• [Action item] Please write out the passage of the column on Dr Manmohan Singh and the telecom scandal, starting with "Dr Manmohan Singh is" and going on through "of the decade.".

• [Source text]
* * *
A press conference can become, at its worst, a root canal drilling by a posse. Most press conferences emerge out of compulsion, not desire. The big question has to be answered, however, by the patient rather than a dentist: what do you do about the decayed tooth? The easy answer is to dull the pain with palliatives and carry on.

Dr Manmohan Singh is no longer a Prime Minister led by his party. The switch came in his first term, when he forced his hesitant party to follow him on the Indo-US nuclear deal. He was ahead of the Congress even on Pakistan policy. This was confirmed in the general election when he got equal space on the hoardings. Obviously he consults his party president Mrs Sonia Gandhi on crucial issues, but their relationship is far more equal than it was when she named him the surprise Prime Minister of the decade.

But there is one political arena in which he has to bow before the party’s decisions: survival of his government. It is the party which decides how far to strain the nerves that hold a disparate coalition together. The slightest disarray would unravel the government. The party cannot afford a midterm general election just in order to preserve Dr Singh’s image of financial integrity.

Raja, at best, kept a percentage of the loot; most of the money was taken by the party and members of the Karunanidhi family.

Dropcap OnDr Singh understands politics, but cannot get himself to indulge in the political language needed to roll around a crisis caused by blatant and possibly unprecedented levels of corruption. His nature drags him perilously close to the epicentre, and facts can be injurious to the health of a Prime Minister since he has, of course, been forced to compromise. He used the term “coalition compulsions” but those compulsions are not about the individual who has been thrown into jail because of the telecom scandal, A. Raja.

Raja is the front office boy; the problem is the DMK. The DMK made telecom its private property long before Raja became Cabinet minister with the help of corporate honchos awaiting extraordinary pay-offs for their deals with him. The DMK has milked telecom with a consistency that must generate tears of envy from middlemen. Raja, at best, kept a percentage of the loot; most of the money was taken by the party and members of the Karunanidhi family. Raja is the sacrifice thrown by the patriarch to the mob. His allotted destiny is to be the fall guy and keep his mouth shut, mafia-style, or there will be consequences. The problem is not Raja the individual, but DMK the institution. That is the tension that will test Dr Manmohan Singh. Karunanidhi is being economical with the truth when he claims that he cannot remember receiving a handwritten letter from Ratan Tata praising Raja as the finest thing to happen to telecom since Alexandar Graham Bell. Nor are any disbursements made to the extended family without his permission.
* * *
Data items
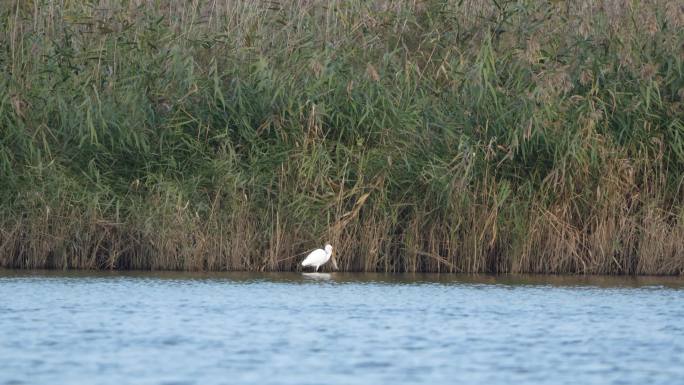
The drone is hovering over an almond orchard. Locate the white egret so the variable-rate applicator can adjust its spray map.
[302,244,337,271]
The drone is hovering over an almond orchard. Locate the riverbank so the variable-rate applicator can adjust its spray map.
[0,0,684,275]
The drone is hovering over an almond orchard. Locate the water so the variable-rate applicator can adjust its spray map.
[0,271,684,385]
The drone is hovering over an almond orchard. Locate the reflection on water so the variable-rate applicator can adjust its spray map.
[0,270,684,384]
[302,273,332,280]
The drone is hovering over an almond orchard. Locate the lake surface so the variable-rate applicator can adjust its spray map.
[0,270,684,385]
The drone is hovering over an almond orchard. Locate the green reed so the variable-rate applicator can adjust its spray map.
[0,0,684,274]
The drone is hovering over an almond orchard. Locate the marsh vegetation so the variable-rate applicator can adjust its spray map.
[0,0,684,274]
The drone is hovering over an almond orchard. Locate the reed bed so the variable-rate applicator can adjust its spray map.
[0,0,684,275]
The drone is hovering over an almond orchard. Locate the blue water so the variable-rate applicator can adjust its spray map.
[0,271,684,385]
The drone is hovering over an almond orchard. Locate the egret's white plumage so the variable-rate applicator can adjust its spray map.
[302,245,337,271]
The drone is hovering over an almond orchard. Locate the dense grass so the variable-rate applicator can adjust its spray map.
[0,0,684,274]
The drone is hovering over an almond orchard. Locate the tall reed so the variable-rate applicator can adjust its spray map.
[0,0,684,274]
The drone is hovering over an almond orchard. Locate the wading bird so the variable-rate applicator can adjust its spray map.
[302,245,337,271]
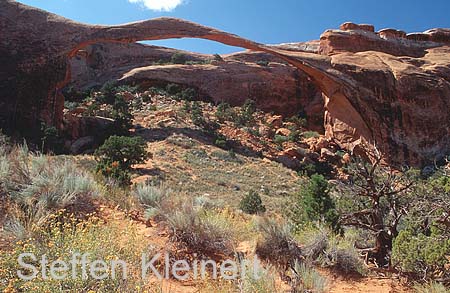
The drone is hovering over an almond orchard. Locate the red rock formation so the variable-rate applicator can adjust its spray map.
[0,0,450,165]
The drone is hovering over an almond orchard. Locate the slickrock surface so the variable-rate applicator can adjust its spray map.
[0,0,450,165]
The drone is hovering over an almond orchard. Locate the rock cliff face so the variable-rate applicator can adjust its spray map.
[0,0,450,165]
[70,43,324,123]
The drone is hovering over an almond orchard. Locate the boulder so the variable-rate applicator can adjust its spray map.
[275,128,292,136]
[0,0,450,166]
[70,136,96,155]
[267,115,283,128]
[339,22,375,32]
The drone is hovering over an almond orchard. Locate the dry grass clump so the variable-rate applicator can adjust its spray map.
[0,146,97,238]
[256,219,303,270]
[414,281,449,293]
[291,262,328,293]
[301,227,366,275]
[164,204,234,255]
[0,211,151,292]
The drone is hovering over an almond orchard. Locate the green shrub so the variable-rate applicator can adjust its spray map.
[288,174,340,231]
[170,53,187,64]
[392,230,450,277]
[41,122,64,154]
[235,99,257,126]
[176,88,198,101]
[110,96,133,135]
[95,136,149,185]
[239,190,266,215]
[0,129,11,155]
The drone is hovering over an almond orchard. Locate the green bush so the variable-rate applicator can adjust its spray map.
[392,230,450,277]
[0,129,11,155]
[110,96,133,135]
[176,88,198,101]
[95,136,149,185]
[255,219,302,270]
[41,122,64,154]
[288,174,340,231]
[239,190,266,215]
[235,99,256,126]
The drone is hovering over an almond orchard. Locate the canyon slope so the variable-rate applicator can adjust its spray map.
[0,0,450,166]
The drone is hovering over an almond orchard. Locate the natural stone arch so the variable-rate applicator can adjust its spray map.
[4,0,450,165]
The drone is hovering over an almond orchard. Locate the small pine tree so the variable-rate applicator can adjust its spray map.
[239,190,266,215]
[290,174,340,231]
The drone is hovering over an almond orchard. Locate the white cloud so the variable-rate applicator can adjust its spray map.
[128,0,184,11]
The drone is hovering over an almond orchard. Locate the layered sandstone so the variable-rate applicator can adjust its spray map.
[0,0,450,165]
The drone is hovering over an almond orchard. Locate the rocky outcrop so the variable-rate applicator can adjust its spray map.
[0,0,450,165]
[70,43,324,123]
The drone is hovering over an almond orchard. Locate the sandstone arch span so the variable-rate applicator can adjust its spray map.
[0,0,450,164]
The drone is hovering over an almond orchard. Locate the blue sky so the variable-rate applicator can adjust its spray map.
[19,0,450,54]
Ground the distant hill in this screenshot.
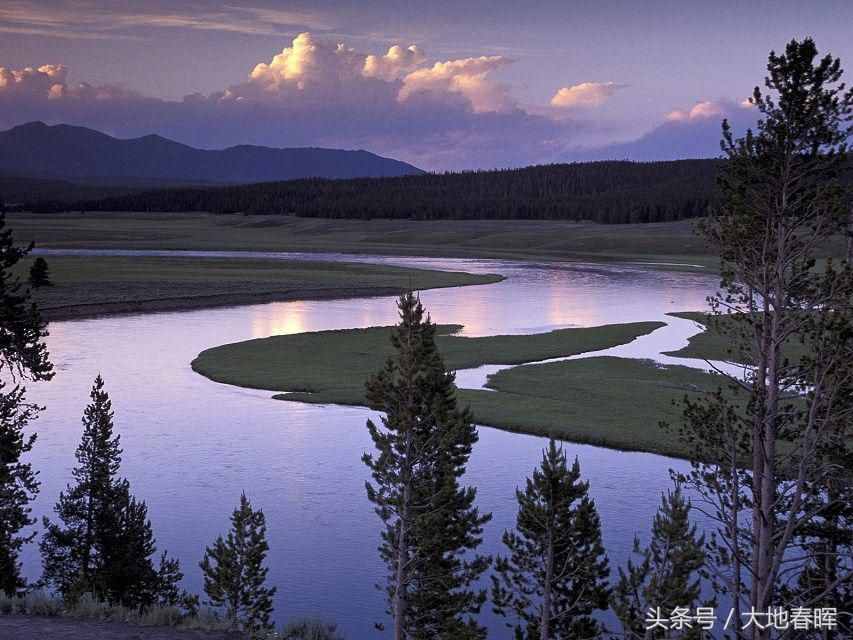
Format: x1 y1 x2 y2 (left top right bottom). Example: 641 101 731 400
0 122 422 189
63 160 722 223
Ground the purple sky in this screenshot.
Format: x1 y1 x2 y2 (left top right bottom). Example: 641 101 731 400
0 0 853 169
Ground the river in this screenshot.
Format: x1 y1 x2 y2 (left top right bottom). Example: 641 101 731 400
24 252 717 639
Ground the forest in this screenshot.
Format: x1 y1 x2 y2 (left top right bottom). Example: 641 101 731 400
31 160 723 224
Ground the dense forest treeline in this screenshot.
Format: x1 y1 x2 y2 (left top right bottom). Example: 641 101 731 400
35 160 722 223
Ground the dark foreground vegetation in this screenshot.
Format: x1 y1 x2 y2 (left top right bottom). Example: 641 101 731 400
35 160 720 224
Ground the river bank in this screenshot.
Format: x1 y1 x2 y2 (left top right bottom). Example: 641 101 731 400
30 255 502 321
7 212 717 271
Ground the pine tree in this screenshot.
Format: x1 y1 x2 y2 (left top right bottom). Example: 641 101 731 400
41 376 180 608
363 292 491 640
199 493 276 634
492 440 609 640
0 387 39 596
611 488 705 640
0 212 53 595
681 38 853 640
41 375 122 601
30 256 53 288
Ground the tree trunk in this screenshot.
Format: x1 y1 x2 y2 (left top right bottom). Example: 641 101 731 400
394 470 411 640
394 521 409 640
539 534 554 640
847 205 853 262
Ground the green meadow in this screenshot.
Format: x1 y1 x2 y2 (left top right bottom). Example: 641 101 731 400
192 322 740 456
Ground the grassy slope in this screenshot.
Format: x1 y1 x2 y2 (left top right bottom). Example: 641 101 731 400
192 322 663 404
461 356 721 457
665 311 804 364
8 213 716 269
192 323 740 456
28 256 500 318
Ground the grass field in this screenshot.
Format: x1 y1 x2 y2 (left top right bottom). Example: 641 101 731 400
192 322 740 456
192 322 664 404
26 256 501 319
8 213 716 269
470 356 723 457
665 311 805 364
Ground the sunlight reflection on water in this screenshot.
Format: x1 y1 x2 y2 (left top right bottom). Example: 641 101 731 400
25 252 716 638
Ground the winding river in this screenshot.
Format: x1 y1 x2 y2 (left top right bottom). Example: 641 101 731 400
25 252 717 639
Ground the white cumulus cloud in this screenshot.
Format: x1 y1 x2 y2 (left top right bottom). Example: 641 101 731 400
398 56 515 113
362 44 426 81
551 82 625 109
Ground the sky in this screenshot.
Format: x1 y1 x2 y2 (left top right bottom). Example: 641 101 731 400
0 0 853 170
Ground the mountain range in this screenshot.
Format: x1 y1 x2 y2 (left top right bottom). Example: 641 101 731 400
0 122 423 188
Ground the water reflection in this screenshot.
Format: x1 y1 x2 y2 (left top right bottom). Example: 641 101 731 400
25 254 716 638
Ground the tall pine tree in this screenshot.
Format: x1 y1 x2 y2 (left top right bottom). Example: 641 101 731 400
199 493 276 635
41 376 179 608
364 292 491 640
0 212 53 595
611 488 705 640
0 388 39 596
492 440 609 640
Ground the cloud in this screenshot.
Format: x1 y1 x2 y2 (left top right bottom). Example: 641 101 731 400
561 100 757 161
361 44 426 81
0 0 333 39
0 32 576 170
551 82 626 109
398 56 515 113
0 30 749 170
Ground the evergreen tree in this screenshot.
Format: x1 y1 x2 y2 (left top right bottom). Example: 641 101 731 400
0 387 39 596
363 292 491 640
30 256 53 288
611 488 705 640
0 213 53 595
41 376 180 608
492 440 609 640
679 38 853 640
199 493 276 634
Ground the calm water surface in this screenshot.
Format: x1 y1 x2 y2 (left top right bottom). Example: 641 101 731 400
* * *
• [Problem solution]
Dr Manmohan Singh is no longer a Prime Minister led by his party. The switch came in his first term, when he forced his hesitant party to follow him on the Indo-US nuclear deal. He was ahead of the Congress even on Pakistan policy. This was confirmed in the general election when he got equal space on the hoardings. Obviously he consults his party president Mrs Sonia Gandhi on crucial issues, but their relationship is far more equal than it was when she named him the surprise Prime Minister of the decade.